— EXTRACTED TEXT —
'''

Use of CafCass officers in Private Law Cases

West Yorkshire Memorandum: Use of Cafcass Officers in Private Law Cases

Reason for this Memorandum

  1. The Cafcass resource is finite and is under strain throughout England, particularly in a number of areas including West Yorkshire.]
  • This memorandum is a reminder about the importance of conserving the finite Cafcass resource and the way in which decisions by the court can help or hinder this.
  • In particular, this memorandum is a reminder about the legal principles and good practice when the court is considering whether to make a child a party to private law proceedings of which they are the subject. West Yorkshire has a higher incidence of these cases than most areas of England. When a child is made a party to private law proceedings it usually results in the appointment of a Cafcass officer as the child’s guardian, and such cases are often particularly time-consuming for the officer appointed.

The decision to make a child party: the legal principles

  • The question for the court is never ‘does the court want a children’s guardian in this case?’
  • Instead the appointment of a guardian is only the third step in the following sequence[1]:
  • should the child be made a party to the proceedings? This is addressed by FPR 2010, r16.2 and PD16A. In summary, although “The court may make a child a party to proceedings if it considers it is in the best interests of the child to do so” (r16.2(1)), it “is a step that will be taken only in cases which involve an issue of significant difficulty and consequently will occur in only a minority of cases …” (PD16A, para 7.1);
  • if the child is made a party, do they need a children’s guardian? This is addressed by FPR r16.4 and r16.6[2]. In summary, they must have a children’s guardian (r16.4(1)) unless, in the case of an older child, the court thinks they can properly represent themselves in the matter or a solicitor considers they have sufficient understanding to give instructions and has accepted instructions to act (r16.6(3));
  • if they need a children’s guardian, who should it be? This is addressed by r16.24, PD16A, the Cafcass Practice Note (2006) and the OS Practice Note (2017). In summary, although there are other possibilities in theory[3], in practice it will usually be a Cafcass officer who is to be appointed.

'''

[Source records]
'''

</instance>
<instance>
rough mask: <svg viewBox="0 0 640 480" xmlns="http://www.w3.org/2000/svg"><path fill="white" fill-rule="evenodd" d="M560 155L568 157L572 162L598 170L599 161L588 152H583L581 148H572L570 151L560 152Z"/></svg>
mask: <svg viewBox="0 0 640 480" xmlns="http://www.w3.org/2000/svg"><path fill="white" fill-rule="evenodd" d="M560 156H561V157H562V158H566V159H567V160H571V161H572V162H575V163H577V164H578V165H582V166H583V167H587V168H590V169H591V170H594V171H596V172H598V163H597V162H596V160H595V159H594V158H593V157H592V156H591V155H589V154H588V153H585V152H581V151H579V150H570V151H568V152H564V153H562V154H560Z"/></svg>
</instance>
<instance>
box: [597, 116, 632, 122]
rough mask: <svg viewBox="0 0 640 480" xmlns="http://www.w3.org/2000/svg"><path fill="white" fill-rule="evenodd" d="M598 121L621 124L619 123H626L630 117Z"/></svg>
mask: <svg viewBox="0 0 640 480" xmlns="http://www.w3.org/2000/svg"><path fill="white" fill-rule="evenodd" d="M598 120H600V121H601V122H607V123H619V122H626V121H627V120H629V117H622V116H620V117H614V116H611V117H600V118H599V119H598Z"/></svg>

'''

— WORK ITEM —
Reproduce the memorandum between "West Yorkshire Memorandum: Use" and "or hinder this.", inclusive, swapping "finite" for "limited". The source records can be set aside; nothing here depends on them.

— YOUR RESPONSE —
West Yorkshire Memorandum: Use of Cafcass Officers in Private Law Cases

Reason for this Memorandum

  1. The Cafcass resource is limited and is under strain throughout England, particularly in a number of areas including West Yorkshire.]
  • This memorandum is a reminder about the importance of conserving the limited Cafcass resource and the way in which decisions by the court can help or hinder this.